## Begin RECORDS FOR THE EXERCISE

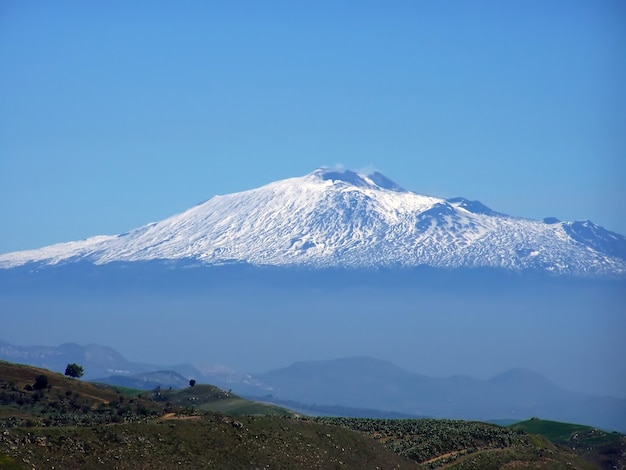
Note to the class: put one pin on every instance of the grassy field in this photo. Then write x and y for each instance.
(70, 424)
(604, 449)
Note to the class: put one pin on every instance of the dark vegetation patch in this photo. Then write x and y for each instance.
(65, 423)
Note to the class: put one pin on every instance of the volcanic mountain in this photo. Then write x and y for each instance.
(332, 218)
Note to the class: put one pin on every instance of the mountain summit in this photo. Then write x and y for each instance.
(340, 218)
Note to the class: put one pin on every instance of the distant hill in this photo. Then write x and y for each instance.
(605, 449)
(373, 384)
(64, 425)
(97, 360)
(147, 380)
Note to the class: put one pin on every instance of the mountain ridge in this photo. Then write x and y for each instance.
(340, 218)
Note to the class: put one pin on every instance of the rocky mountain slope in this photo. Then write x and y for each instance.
(344, 219)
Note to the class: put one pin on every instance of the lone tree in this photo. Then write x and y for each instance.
(74, 370)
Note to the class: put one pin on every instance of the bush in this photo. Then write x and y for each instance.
(74, 370)
(41, 382)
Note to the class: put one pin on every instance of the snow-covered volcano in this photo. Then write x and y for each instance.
(333, 218)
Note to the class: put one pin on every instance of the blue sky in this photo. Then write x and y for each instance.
(115, 114)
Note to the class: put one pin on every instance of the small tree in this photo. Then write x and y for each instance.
(41, 382)
(74, 370)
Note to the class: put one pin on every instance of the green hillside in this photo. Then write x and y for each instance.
(605, 449)
(71, 424)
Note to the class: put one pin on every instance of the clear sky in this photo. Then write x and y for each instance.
(115, 114)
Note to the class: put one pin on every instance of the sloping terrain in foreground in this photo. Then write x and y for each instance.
(605, 449)
(70, 424)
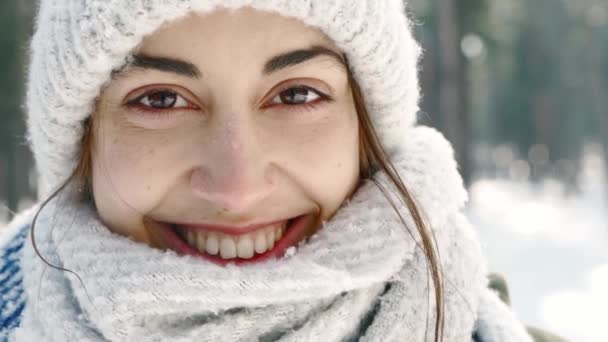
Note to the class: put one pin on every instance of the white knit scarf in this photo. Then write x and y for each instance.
(361, 277)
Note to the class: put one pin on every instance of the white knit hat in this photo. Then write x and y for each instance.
(78, 43)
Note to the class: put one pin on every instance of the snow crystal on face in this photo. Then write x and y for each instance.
(291, 251)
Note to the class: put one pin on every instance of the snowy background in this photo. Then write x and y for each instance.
(551, 245)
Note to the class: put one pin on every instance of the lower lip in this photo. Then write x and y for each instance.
(295, 231)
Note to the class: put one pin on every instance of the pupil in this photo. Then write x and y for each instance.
(162, 99)
(294, 95)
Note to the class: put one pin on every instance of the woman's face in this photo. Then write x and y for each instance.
(230, 136)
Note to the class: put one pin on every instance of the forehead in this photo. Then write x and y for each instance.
(245, 33)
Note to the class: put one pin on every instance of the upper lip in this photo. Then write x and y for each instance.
(230, 230)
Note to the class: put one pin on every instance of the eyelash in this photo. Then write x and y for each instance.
(137, 105)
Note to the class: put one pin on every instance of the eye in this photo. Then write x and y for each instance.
(159, 100)
(162, 99)
(297, 96)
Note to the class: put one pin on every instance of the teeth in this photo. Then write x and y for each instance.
(212, 246)
(229, 247)
(245, 247)
(260, 242)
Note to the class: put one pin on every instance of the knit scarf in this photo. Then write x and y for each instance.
(362, 276)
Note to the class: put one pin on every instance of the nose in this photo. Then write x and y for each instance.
(234, 174)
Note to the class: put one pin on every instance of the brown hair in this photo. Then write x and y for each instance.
(372, 159)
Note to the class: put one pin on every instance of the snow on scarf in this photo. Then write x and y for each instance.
(363, 276)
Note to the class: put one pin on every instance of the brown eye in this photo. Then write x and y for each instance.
(162, 100)
(296, 96)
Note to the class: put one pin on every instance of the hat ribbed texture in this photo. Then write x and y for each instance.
(77, 44)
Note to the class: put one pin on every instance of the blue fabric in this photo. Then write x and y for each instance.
(12, 297)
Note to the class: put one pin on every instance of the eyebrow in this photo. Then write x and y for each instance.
(183, 68)
(292, 58)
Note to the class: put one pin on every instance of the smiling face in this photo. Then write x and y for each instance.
(230, 136)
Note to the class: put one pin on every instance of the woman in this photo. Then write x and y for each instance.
(240, 170)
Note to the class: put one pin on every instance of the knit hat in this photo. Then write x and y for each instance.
(78, 43)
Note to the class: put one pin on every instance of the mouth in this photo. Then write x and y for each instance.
(255, 245)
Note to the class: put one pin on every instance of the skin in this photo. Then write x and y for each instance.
(232, 149)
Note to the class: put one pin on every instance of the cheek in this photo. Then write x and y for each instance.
(127, 175)
(325, 160)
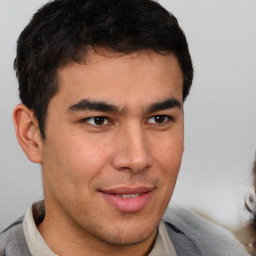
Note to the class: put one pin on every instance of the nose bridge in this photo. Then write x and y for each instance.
(132, 149)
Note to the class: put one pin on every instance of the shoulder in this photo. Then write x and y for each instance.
(198, 235)
(12, 240)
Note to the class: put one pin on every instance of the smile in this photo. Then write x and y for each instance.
(129, 196)
(128, 200)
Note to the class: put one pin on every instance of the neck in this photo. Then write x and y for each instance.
(69, 239)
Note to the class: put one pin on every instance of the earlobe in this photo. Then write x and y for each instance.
(28, 133)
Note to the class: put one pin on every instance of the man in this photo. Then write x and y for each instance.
(102, 85)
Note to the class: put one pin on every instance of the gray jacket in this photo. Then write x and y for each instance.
(191, 236)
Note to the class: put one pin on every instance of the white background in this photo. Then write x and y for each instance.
(220, 116)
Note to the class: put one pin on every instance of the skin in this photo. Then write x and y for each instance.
(138, 143)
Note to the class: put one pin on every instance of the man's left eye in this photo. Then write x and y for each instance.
(161, 119)
(97, 120)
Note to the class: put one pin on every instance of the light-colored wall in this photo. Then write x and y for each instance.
(220, 119)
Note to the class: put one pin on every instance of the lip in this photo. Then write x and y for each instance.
(130, 204)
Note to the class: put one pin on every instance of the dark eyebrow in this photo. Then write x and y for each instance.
(86, 104)
(165, 104)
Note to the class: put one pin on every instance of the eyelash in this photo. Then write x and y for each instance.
(103, 119)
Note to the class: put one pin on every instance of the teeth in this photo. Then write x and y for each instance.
(129, 196)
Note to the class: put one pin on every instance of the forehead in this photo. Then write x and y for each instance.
(108, 76)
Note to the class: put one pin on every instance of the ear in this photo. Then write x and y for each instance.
(28, 133)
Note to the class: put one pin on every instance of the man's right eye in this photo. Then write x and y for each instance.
(96, 120)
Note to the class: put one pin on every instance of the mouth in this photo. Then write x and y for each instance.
(128, 200)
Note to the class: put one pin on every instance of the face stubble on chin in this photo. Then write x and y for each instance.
(113, 148)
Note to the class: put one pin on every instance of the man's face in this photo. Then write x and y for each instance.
(114, 142)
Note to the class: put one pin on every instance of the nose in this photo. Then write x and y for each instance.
(132, 150)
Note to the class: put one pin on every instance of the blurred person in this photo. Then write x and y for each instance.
(102, 85)
(250, 203)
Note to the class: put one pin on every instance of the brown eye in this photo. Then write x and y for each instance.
(97, 120)
(159, 119)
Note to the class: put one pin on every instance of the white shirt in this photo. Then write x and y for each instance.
(163, 245)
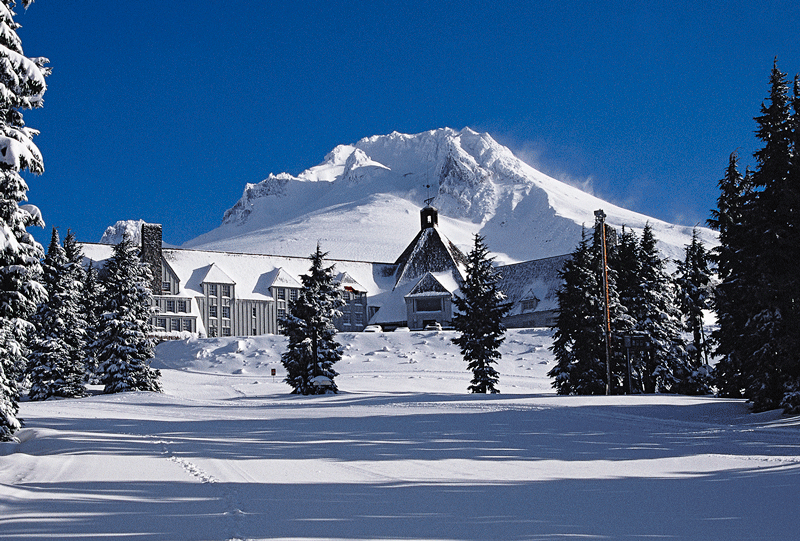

## End RECORDS FOR THE EXERCISE

EXERCISE:
Show each line of the listing that contains the word "mountain".

FULL SOLUTION:
Note to the class: put one pin on every instance of the volcanic mountain in this photo. Then write x and y for each instance.
Note to the class: put one pin on every instance of the mountain summit in this photo. Then write x and y for each instance.
Note to the class: put one pin on every instance of the mountain ridge in this photo. Then write x and y for each instance.
Note to the class: put one pin on every instance of the rocky mountain slope in this photo. Then write x and y for each instance.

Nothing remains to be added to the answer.